◆ GIVEN DATA:
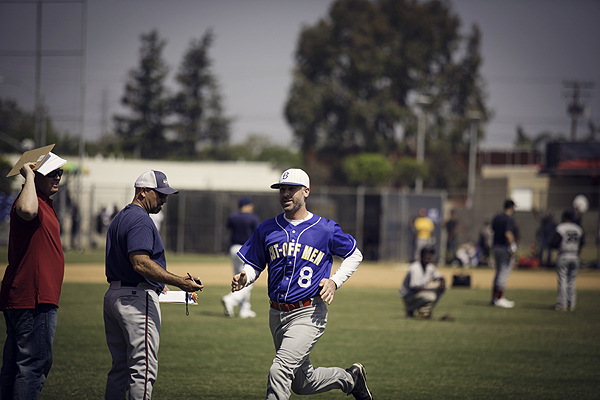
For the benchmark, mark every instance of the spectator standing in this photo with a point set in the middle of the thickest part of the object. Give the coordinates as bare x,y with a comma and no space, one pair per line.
423,286
241,224
568,239
485,242
505,247
451,236
423,227
32,284
136,269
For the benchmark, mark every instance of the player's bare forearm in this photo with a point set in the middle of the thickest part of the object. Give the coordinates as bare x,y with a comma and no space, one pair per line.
143,265
239,281
328,288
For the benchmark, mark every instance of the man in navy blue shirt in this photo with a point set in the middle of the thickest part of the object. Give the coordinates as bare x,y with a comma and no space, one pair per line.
505,246
241,224
136,269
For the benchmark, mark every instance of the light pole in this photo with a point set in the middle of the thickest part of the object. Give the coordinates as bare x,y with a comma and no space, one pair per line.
423,101
474,116
39,112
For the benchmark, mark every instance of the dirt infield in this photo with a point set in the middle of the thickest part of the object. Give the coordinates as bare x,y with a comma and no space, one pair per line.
368,275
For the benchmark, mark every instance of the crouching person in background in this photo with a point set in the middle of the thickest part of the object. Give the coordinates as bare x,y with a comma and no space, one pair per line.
423,286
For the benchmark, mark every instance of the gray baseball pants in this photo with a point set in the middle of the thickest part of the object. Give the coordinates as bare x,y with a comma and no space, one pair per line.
132,324
295,333
567,267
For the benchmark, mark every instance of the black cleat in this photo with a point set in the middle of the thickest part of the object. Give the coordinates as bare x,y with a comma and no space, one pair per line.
360,390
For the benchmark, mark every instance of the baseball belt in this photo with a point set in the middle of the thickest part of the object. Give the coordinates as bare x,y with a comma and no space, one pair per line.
290,306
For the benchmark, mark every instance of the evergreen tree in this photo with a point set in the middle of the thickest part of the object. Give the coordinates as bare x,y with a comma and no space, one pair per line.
360,70
199,104
143,132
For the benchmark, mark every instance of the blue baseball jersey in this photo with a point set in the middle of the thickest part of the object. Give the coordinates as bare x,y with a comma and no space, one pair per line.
298,256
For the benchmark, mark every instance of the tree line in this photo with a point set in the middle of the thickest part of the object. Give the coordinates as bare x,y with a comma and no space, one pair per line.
366,75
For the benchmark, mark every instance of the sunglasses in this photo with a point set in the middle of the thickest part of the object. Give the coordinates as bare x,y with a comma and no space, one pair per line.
55,173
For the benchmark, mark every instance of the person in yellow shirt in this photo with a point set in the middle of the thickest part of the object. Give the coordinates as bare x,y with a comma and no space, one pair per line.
423,227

◆ CHALLENGE: Set down every line of the material above, word for word, beginning with the line that contains "For the benchmark, mark every instance of the evergreen" and continuing through the last line of the material.

◆ WRITTEN SOLUTION:
For the benchmark, mark every instance of the evergreen tree in this photo with a point set in the middle of the thickest part of the object. Give the coordinates as bare x,y with a comma and no space, one pair per line.
360,70
199,104
143,132
For the benchmark, mark every instance of the blue baseball jersey in this photo with a point set in the middle of the thickest part of the object. Give the coordinates as bare x,y with a comma and no space, one pair per line.
298,256
For the benchmark, mark every instance of the tree line in this photo with a point set in the middle of the thickest part of the object. Give the coordinates as bare x,y with a comma and no space, one pair per line.
366,75
For the benchmark, mark every instance of the sunglasses in this photo with a point set in the middle of the thickest part of the object. Give the coordinates as bare x,y with a comma and no space, one pair per line.
55,173
For the benchmark, mark every instance of the person in yellow shirt in this photo with a point set in the middle of the thickest part of the object. Give the coordinates as bare x,y with a comma and no space, one pair per line.
423,227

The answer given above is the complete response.